(TEXT TO READ)
'''

The Merrickville Legion was packed on Saturday afternoon to welcome one of Canada’s most respected authors to the municipality. Charlotte Gray is the author of ten acclaimed books of literary non-fiction about Canadian history. She is Adjunct Research Professor in the Department of History at Carleton University and is the recipient of the Pierre Berton Award for distinguished achievement in popularizing Canadian history. She is a Member of the Order of Canada, and a Fellow of the Royal Society of Canada.
Charlotte stopped in Merrickville on Saturday as part of her book tour across Eastern Ontario promoting her most recent book “Murdered Midas: A Millionnaire, His Goldmine and a Strange Death on an Island Paradise”. The visit was arranged by the Merrickville Library’s Book Club, which read several of her books this summer and enjoyed them so much they decided to reach out to her to see if she would come to Merrickville. “I was thrilled by the invitation,” Charlotte said.
Charlotte began her talk by telling the audience a little bit about why she fell into writing books about Canadian history. Born in England, Gray came to Canada in 1979. She studied history at Oxford University and always felt that it was important to acknowledge that today’s world was shaped by yesterday. “The big challenge is how I can find a way to explore the past in a way that general people can enjoy,” she said. She found this to be a challenge, especially in Canada, where many Canadians feel an intense disinterest in their own history. “As an outsider, I always found it interesting,” she said.

'''

(TASK 1)
Condense the paragraph of the article about Charlotte Gray's visit that begins "Charlotte stopped in Merrickville" into two shorter sentences that keep its main facts.
The listing that follows has no connection to the article about Charlotte Gray's visit.

Labeled-object pointing entries:
'''

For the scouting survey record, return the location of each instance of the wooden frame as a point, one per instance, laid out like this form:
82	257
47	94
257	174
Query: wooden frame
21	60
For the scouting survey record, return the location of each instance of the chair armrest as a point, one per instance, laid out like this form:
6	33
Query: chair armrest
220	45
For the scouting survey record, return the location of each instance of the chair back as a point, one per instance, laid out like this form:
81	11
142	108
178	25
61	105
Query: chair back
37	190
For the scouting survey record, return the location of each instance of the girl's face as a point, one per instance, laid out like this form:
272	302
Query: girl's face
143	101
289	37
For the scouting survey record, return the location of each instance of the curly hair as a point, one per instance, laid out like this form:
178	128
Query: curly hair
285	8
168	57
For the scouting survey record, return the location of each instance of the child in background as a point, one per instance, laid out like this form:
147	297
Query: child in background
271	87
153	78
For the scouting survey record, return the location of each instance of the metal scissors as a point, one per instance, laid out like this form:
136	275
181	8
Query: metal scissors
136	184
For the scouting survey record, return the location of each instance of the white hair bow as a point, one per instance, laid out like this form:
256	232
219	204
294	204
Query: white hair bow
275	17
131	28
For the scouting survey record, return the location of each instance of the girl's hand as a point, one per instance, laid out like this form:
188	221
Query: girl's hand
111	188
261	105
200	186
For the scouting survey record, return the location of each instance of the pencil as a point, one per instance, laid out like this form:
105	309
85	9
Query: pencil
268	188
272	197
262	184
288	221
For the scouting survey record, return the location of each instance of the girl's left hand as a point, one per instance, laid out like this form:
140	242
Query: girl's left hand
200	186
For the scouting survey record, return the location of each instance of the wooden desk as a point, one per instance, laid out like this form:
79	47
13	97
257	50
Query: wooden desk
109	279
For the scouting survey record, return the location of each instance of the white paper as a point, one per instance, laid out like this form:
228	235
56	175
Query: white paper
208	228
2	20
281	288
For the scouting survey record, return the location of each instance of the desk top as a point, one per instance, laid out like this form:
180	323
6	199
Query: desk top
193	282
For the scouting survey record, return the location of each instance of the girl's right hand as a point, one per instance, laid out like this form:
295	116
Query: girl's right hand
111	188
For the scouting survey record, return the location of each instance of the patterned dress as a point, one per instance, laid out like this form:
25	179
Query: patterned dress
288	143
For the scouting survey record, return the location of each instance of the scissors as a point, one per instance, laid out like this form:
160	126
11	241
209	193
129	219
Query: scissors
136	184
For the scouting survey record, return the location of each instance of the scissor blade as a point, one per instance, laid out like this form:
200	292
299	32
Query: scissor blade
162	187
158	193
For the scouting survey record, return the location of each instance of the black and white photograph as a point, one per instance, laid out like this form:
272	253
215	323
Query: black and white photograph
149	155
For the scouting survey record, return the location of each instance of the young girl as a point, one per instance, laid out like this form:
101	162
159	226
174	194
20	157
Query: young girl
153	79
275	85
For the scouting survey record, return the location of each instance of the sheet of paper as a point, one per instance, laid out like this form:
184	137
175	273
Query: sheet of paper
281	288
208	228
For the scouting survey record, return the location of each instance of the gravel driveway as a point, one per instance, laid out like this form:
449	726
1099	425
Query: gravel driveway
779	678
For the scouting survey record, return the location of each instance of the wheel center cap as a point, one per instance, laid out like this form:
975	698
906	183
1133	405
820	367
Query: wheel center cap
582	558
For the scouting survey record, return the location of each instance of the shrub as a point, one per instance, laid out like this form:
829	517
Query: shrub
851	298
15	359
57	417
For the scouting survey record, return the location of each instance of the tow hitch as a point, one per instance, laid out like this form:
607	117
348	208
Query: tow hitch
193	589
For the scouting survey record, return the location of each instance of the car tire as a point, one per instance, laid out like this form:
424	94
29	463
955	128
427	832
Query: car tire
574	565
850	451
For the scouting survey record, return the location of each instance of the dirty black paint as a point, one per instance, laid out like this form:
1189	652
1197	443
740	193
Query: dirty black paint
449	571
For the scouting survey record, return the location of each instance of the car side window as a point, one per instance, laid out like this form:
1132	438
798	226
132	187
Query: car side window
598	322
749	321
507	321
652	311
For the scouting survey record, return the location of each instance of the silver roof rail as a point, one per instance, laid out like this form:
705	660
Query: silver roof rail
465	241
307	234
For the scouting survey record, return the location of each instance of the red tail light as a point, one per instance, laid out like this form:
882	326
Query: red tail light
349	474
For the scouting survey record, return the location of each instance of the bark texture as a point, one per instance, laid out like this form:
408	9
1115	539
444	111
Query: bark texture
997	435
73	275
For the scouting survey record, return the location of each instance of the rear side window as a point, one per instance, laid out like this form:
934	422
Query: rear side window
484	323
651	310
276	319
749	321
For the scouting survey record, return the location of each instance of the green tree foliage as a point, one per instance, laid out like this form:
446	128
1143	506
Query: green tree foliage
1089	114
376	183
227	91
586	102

'''

(TASK 2)
Return each line of the listing that contains the string "light".

(WRITTEN REPLY 1)
Charlotte Gray came to Merrickville on Saturday during her Eastern Ontario book tour for her newest book, "Murdered Midas: A Millionnaire, His Goldmine and a Strange Death on an Island Paradise." The Merrickville Library's Book Club arranged the visit after enjoying several of her books this summer, and Gray said she was thrilled to be invited.

(WRITTEN REPLY 2)
For the scouting survey record, return the location of each instance of the red tail light as a point, one per instance, laid out like this form:
Query: red tail light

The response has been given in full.